Instructions -
1. Copy out the passage of the Turkish LGD breed club thread that starts with the words containing "I have been" and ends with "Pictures and links.".
2. Extend the Turkish LGD breed club thread from the point where it stops.

Source text -

______

# Turkish LGD Breed Club



## MonsterMalak (Apr 15, 2011)

Hello Everyone,

I have been somewhat absent as of late. Life, Family, Dogs and Farm have been taking all of my time up. And when I do peek on here, seems to be alot of fighting 

Just wanted to introduce a new breed club to the group.

*International Turkish Guardian Dog Club*

Started by a group of people with some of the Regional Types of imported Turkish Dogs. It is just the start, and will grow with members and input.
Anyone with Turkish LGDs is welcome to join.

Each breed will have a page that members can submit Information, Pictures and links. 
Group effort with input from everone from the Turkish Shepherds to the Rancher or Backyard Farmer is our goal. 

Membership is FREE, and input is welcome.

A Breed Registry is going to be opened, by a friend, within a month just for LGDs. The Registry will allow the unrecognized LGD breeds, and the more common breeds of LGDs that can provide proof of breed and pedigree. But she is working on the software at this point.

A link will be placed on the Turkish Dog Club site when the Registry is up and running. 

Thank You Everyone
Brian Peckinpaugh


----------



## horsepoor21 (Mar 14, 2007)

I'm excited !


----------



## jersey girl (Nov 21, 2005)

______

Record extracts -
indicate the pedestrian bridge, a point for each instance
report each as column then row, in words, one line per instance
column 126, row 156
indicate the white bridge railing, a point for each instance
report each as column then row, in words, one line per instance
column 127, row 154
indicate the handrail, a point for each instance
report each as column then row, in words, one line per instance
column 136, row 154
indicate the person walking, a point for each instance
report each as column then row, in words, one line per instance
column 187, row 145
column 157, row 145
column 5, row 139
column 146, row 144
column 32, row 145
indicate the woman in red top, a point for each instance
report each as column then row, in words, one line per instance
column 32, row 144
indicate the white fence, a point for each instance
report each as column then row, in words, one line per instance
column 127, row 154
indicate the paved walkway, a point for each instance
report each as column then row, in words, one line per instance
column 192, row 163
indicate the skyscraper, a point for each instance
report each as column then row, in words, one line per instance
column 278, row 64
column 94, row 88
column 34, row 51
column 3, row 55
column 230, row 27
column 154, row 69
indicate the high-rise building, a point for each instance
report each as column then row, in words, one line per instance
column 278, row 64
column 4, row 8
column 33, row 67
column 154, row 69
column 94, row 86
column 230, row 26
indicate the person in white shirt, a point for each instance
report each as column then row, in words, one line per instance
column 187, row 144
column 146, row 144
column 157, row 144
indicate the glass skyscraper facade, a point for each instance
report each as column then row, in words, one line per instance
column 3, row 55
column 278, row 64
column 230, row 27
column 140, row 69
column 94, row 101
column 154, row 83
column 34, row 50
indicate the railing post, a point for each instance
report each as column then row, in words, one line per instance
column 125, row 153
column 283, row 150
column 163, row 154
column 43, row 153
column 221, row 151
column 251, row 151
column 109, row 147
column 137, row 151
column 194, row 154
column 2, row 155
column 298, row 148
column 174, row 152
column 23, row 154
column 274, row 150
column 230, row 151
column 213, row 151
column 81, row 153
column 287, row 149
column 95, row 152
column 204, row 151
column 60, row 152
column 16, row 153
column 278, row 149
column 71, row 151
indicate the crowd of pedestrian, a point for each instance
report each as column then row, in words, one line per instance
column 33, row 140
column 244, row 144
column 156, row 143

______

Results in order -
1.
I have been somewhat absent as of late. Life, Family, Dogs and Farm have been taking all of my time up. And when I do peek on here, seems to be alot of fighting 

Just wanted to introduce a new breed club to the group.

*International Turkish Guardian Dog Club*

Started by a group of people with some of the Regional Types of imported Turkish Dogs. It is just the start, and will grow with members and input.
Anyone with Turkish LGDs is welcome to join.

Each breed will have a page that members can submit Information, Pictures and links.

2.
Thanks Brian! Your dogs are amazing. I hope to own a turkish breed lgd one day. I will join your registry the next. Good luck


----------



## glasshousegoats (Mar 30, 2012)

Hi, Bob here on my daughter's user name. I have Kangals and a Kangal/Malak type dog from Boz kennel. Couldn't be happier with them as working dogs and buddies. 6 dogs for a herd of 70+ goats and growing. I have socialized my dogs only with my "house dogs". If they see another dog near premises, well, I'm glad I have three layers of electric fence.


----------



## MonsterMalak (Apr 15, 2011)

Hello Bob. I am biased,,,,haha. But I am also spoiled to the Kangals and Boz. Just seem so easy to train to the livestock compared to all the other types and crosses over the years. 

Good Luck. I am going to post on a Kangal Female that needs rehoming, and is free.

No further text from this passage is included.